- **TEXT SHOWN**
========================================================================

Algorithm EBG, detailed in Algorithm 1, represents a basic strategy for Problem 1. Algorithm 1 is based on binary partition, although each iteration divides the search space in more than two subspaces. While EBG enumerates solutions by picking vertices on each iteration, we can obtain an enumeration algorithm for Problem 2 by modifying EBG so that it picks edges instead.

Let G, X, and S(X) be respectively an input graph, an iteration, and the solution received by the iteration X. A vertex \(v \notin S(X)\) is a candidate vertex for S(X) if \(g(S(X) \cup \{v\}) \ge k\) and \(S(X)\cup \{v\}\) is connected, that is, the addition of a candidate vertex generates a new solution. Let \(C\left( S(X)\right) \) be a set of candidate vertices for S(X). We call \(C\left( S(X)\right) \) the candidate set of S(X). Now, suppose that X generates new iterations \(Y_1, \dots , Y_d\) by adding vertices in \(C\left( S(X)\right) = \{v_1, \dots , v_d\}\) on line 7. For each i, we say that X is the parent of \(Y_i\), and \(Y_i\) is a child of X. Note that, on iteration \(Y_i\) and its descendant iterations, EBG outputs solutions that do not include \(v_1, \dots , v_{i-1}\) but do include \(v_i\). This implies that the solution space of \(Y_i\) is disjoint from those of each \(Y_{j<i}\) created so far, i.e., EBG divides the solution space of X in d disjoint subspaces. The only iteration without a parent is the one generated on line 2, which we call the initial iteration and denote by I. We remark that \(S(I) = \emptyset \) and that \(\emptyset \) is a solution.

By using the above parent-child relation, we introduce the enumeration tree \(\mathcal {T}(G) = \mathcal {T} = (\mathcal {V}, \mathcal {E})\). Here, \(\mathcal {V}\) is the set of iterations of EBG for G and \(\mathcal {E}\) is a subset of \(\mathcal {V} \times \mathcal {V}\). For any pair of iterations X and Y, \((X, Y) \in \mathcal {E}\) if and only if X is the parent of Y. We can observe that \(\mathcal {T}\) has no cycles since every child iteration of X receives a solution whose size is larger than S(X). In addition, each iteration other than the initial iteration has exactly one parent. This implies that the initial iteration is an ancestor of all iterations and thus \(\mathcal {T}\) is connected. Thus, \(\mathcal {T}\) forms a tree. Next three lemmas show the correctness of EBG. Due to the space limitation, we omit some proofs (which can be found in Appendix).

========================================================================

Dataset records about object locations
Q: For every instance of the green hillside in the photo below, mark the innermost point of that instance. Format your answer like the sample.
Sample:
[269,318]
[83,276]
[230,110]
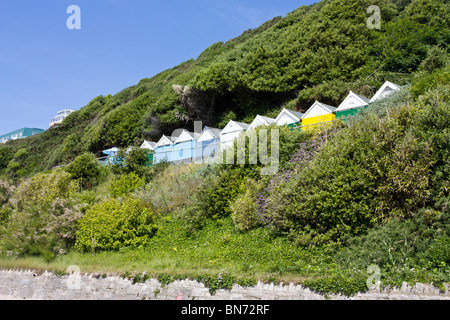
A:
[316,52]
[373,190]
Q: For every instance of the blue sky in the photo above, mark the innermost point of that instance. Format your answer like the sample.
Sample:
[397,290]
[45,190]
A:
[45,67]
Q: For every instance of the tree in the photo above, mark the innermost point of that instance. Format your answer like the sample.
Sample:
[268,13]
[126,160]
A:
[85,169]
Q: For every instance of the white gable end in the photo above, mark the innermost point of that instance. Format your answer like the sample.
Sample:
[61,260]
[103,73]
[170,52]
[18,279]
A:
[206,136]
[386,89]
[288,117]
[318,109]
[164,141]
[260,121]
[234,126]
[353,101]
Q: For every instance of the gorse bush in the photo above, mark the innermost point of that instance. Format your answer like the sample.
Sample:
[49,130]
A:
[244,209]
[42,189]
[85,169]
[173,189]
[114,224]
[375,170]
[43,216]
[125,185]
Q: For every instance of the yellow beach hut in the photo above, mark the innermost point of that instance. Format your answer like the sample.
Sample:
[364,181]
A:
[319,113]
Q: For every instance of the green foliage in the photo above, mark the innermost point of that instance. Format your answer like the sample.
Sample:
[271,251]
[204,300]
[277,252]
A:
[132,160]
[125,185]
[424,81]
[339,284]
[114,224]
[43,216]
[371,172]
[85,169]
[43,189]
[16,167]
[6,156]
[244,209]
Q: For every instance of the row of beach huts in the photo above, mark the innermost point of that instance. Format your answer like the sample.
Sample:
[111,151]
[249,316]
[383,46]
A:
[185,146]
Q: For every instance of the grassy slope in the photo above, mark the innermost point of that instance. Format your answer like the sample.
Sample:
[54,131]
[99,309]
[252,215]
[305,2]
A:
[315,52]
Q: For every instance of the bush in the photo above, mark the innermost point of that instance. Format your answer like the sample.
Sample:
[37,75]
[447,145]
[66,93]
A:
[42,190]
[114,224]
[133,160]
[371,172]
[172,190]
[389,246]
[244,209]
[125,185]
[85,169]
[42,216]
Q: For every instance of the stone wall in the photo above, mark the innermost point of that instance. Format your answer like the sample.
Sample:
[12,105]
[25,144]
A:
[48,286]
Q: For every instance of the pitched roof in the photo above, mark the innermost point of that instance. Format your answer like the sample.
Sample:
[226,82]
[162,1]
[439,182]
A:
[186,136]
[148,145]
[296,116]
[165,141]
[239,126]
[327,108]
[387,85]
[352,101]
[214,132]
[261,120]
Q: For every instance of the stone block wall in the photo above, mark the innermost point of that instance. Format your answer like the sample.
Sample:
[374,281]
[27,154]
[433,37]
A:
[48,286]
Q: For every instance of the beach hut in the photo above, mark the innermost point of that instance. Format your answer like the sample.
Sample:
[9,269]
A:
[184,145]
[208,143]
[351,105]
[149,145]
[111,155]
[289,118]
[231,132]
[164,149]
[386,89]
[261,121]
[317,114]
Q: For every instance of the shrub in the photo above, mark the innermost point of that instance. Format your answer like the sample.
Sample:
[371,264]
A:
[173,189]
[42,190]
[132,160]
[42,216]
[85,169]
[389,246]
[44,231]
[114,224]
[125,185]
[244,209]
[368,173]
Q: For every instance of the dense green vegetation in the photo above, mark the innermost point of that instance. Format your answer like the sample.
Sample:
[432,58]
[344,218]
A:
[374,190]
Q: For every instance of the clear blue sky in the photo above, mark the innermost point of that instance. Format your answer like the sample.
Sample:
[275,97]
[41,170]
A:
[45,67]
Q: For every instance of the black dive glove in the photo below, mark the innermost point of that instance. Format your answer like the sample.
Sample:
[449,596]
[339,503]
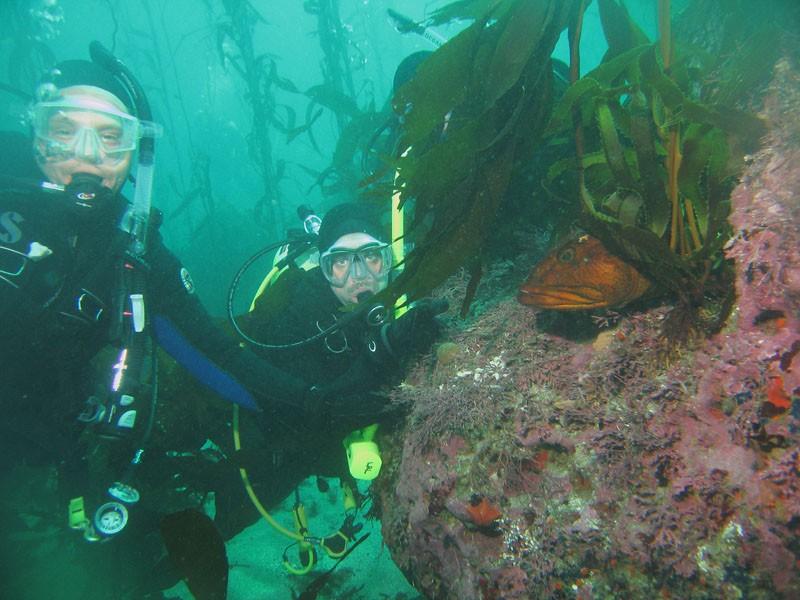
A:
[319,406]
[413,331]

========================================================================

- **REQUIRED TASK A**
Please rewrite the paragraph starting "By using the above parent-child relation" in the text on the EBG algorithm as a short list that keeps its main facts.
- **REQUIRED TASK B**
Extend the text on the EBG algorithm, beginning after its final sentence.

- **TASK OUTPUT A**
- The parent-child relation defines an enumeration tree T(G) = (V, E).
- V is the set of iterations of EBG for G, and (X, Y) is in E exactly when X is the parent of Y.
- T has no cycles, since every child iteration of X receives a solution larger than S(X).
- Every iteration except the initial one has exactly one parent, so the initial iteration is an ancestor of all iterations and T is connected.
- T is therefore a tree.
- The next three lemmas show that EBG is correct; some proofs are omitted for space and appear in the Appendix.

- **TASK OUTPUT B**
Lemma 1

Let G be a simple undirected graph and k a positive integer. Then, every output of \({\mathtt {EBG}}\) induces a connected subgraph of girth k.

Lemma 2

If X and Y are two distinct iterations on \({\mathtt {EBG}}\), then \(S(X) \ne S(Y)\).

Lemma 3

Let G be a simple undirected graph and k a positive integer. \({\mathtt {EBG}}\) \(\mathtt {(}{G,k}\mathtt {)}\) outputs all connected induced subgraphs with girth k in G exactly once.

Proof

By Lemma 1, \({\mathtt {EBG}}\) outputs only solutions, and by Lemma 2 it does not output each solution more than once. We show that \({\mathtt {EBG}}\) outputs all solutions by induction. Let S be a solution. If \(\left| S\right| = 0\), \({\mathtt {EBG}}\) outputs the empty set.

Otherwise, there is an iteration \(X_0\) such that \(S(X_0)\subseteq S\) and \(S\subseteq V(G)\) (that is, no vertex of S has been removed from G). This is trivially true, e.g. for \(X_0 = I\), since \(S(I) = \emptyset \) and nothing has been removed from G. Note that every subgraph of a graph with girth at least k must also have girth at least k, thus every \(v\in S\setminus S(X_0)\) such that \(G[S(X_0)\cup \{v\}]\) is connected must be in \(C\left( S(X_0)\right) \). As S is connected there is at least one such v in \(C\left( S(X_0)\right) \).

Consider the first execution of Line 7 in X for which a vertex \(v\in S\setminus S(X_0)\) is considered to generate a child iteration \(X_1\). As no vertex of S was added to done in \(X_0\), we still have that \(S(X_1)\subseteq S\) and \(S\subseteq V(G)\) in iteration \(X_1\), but \(|S(X_1)| = |S(X_0)|+1\). Hence, by induction, EBG will eventually find S.     \(\square \)

Using Itai’s algorithm [8] to compute the girth of a graph in \(O(mn)\), we can obtain a first trivial complexity bound for Algorithm 1.

Theorem 1

\({\mathtt {EBG}}\) solves Problem 1 with delay \(O(n^2m)\).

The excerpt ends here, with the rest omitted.